Problem details: An accurate, complete copy of the records below is required.

Region pointing data:
=-=-=-=-=

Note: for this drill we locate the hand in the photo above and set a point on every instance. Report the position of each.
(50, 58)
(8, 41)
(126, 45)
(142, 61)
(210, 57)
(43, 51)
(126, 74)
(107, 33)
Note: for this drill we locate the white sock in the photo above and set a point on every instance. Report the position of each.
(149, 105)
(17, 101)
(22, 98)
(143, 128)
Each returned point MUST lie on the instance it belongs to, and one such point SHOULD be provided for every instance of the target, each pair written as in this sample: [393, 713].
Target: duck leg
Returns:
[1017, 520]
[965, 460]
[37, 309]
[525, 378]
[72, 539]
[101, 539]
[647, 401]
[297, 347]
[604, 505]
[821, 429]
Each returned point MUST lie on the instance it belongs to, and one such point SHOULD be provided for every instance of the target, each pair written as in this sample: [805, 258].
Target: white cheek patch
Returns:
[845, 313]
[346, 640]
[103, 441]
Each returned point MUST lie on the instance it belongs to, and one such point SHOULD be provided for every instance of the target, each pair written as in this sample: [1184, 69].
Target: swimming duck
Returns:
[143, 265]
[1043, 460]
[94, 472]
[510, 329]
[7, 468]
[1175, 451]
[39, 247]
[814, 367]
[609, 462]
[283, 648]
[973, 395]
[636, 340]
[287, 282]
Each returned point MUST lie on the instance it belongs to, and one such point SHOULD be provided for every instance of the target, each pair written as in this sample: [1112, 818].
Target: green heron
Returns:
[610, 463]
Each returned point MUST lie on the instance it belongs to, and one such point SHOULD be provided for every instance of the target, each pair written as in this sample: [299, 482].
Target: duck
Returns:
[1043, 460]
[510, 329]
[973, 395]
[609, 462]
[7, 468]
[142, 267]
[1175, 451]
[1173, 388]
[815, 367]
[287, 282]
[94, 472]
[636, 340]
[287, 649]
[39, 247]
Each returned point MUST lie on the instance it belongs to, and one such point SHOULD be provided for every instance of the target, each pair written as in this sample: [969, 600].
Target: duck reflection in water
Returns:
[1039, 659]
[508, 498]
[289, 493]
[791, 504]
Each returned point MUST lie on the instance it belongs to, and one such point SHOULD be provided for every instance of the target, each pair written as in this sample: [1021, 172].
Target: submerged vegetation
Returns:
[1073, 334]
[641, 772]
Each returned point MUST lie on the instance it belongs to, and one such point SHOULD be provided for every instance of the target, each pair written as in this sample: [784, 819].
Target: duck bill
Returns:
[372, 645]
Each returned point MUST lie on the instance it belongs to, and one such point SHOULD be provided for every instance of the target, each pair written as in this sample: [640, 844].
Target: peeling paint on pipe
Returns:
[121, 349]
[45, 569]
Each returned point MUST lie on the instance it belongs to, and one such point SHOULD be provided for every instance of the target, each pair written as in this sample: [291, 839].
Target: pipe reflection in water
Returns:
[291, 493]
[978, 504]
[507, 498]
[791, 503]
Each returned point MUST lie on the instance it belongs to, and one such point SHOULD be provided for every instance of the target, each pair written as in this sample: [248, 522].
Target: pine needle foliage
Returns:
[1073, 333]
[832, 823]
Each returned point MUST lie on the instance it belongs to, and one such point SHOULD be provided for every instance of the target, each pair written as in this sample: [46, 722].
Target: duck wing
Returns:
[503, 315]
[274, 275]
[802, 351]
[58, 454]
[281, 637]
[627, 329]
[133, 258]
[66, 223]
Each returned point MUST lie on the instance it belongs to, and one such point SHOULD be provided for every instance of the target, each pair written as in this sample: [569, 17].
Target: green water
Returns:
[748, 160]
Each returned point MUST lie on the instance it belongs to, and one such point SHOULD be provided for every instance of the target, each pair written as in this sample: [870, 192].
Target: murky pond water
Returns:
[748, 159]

=-=-=-=-=

Exercise output:
Note: for this drill we locate the hand in the photo above and set a point on every instance. Report the position of each.
(50, 58)
(8, 41)
(126, 45)
(142, 61)
(210, 57)
(43, 51)
(126, 74)
(107, 33)
Note: for this drill we locate the white sock in the photo above and set a point on every instance. Report the position of each.
(149, 105)
(17, 101)
(22, 98)
(143, 128)
Each returned point MUST lie on the instance it belongs to, and one such point SHOULD be provided for every instance of the target, each pair written as in this sample: [393, 713].
Target: duck leg
Returns:
[1017, 520]
[965, 460]
[37, 309]
[525, 378]
[72, 539]
[101, 539]
[647, 401]
[297, 347]
[604, 505]
[821, 429]
Each returned point MUST lie on the instance it belongs to, and one such point SHOULD be provided for every instance of the target, each pair written as in this sample: [805, 258].
Target: white cheek patch
Returns:
[845, 313]
[346, 640]
[103, 441]
Each returned point MUST lie on the instance it belongs to, and one such point SHOULD be provided for every instance of the target, each pair written as in this sample: [1184, 69].
Target: swimming duck
Returns:
[143, 265]
[1043, 460]
[94, 472]
[510, 329]
[7, 468]
[1175, 451]
[39, 247]
[814, 367]
[609, 462]
[283, 648]
[973, 395]
[636, 340]
[287, 282]
Each returned point MUST lie on the instance it belongs to, and one such point SHOULD be provided for every instance of the target, each pair written as in this sample: [1112, 818].
Target: green heron
Returns:
[610, 463]
Each returned point MUST lie on the instance it belongs to, and one such point SHOULD be provided for every instance of the target, each pair written as in this sample: [299, 482].
Target: duck
Returns:
[1043, 460]
[510, 329]
[973, 395]
[609, 462]
[7, 468]
[142, 267]
[1175, 451]
[1173, 388]
[815, 367]
[287, 282]
[94, 472]
[636, 340]
[287, 649]
[39, 247]
Each returned point MUST lie on the instance it belongs to, and one such point SHOULD be provided for every instance of the target, each pair written as in this sample: [969, 600].
Target: duck reflection in water
Returns:
[1039, 659]
[508, 498]
[289, 493]
[791, 504]
Each returned point MUST lie on the instance it belongs to, and one such point SHOULD be provided for every instance of the target, each pair written as in this sample: [1021, 172].
Target: submerged vegetation
Returns:
[1073, 334]
[641, 772]
Each returned point MUST lie on the instance it belongs to, and one such point SHOULD be provided for every instance of the target, each pair written as in this sample: [784, 819].
Target: duck bill
Returns:
[372, 645]
Each returned point MUST lie on the instance it belongs to, and one such point SHOULD be provided for every instance of the target, each pair written as in this sample: [640, 844].
Target: peeling paint on pipe
Returns:
[121, 349]
[45, 569]
Each returned point MUST lie on the instance it belongs to, and one such point SHOULD be provided for every instance of the target, each pair written as in this sample: [291, 839].
Target: pipe reflection in water
Returns:
[291, 493]
[978, 504]
[507, 498]
[791, 503]
Each returned point MUST lie on the instance it belongs to, and one such point SHOULD be provided for every instance of the target, each pair written as in this sample: [248, 522].
Target: pine needle foliage
Returns:
[1073, 333]
[832, 823]
Each returned point MUST lie on the instance it belongs to, and one such point SHOULD be provided for every instance of the target, each pair written as in this sample: [46, 722].
Target: duck wing
Returns:
[503, 315]
[274, 275]
[802, 351]
[58, 454]
[281, 637]
[627, 329]
[133, 258]
[66, 223]
Each returned point MUST lie on the instance it belongs to, and one such point SHOULD be provided for every instance of the target, each pair written as in this sample: [569, 17].
Target: green water
Returns:
[748, 160]
Each returned point MUST lie on the instance it belongs to, and one such point SHOULD be provided for every instance of the target, each pair written as in this sample: [870, 192].
Target: murky pond water
Returns:
[748, 159]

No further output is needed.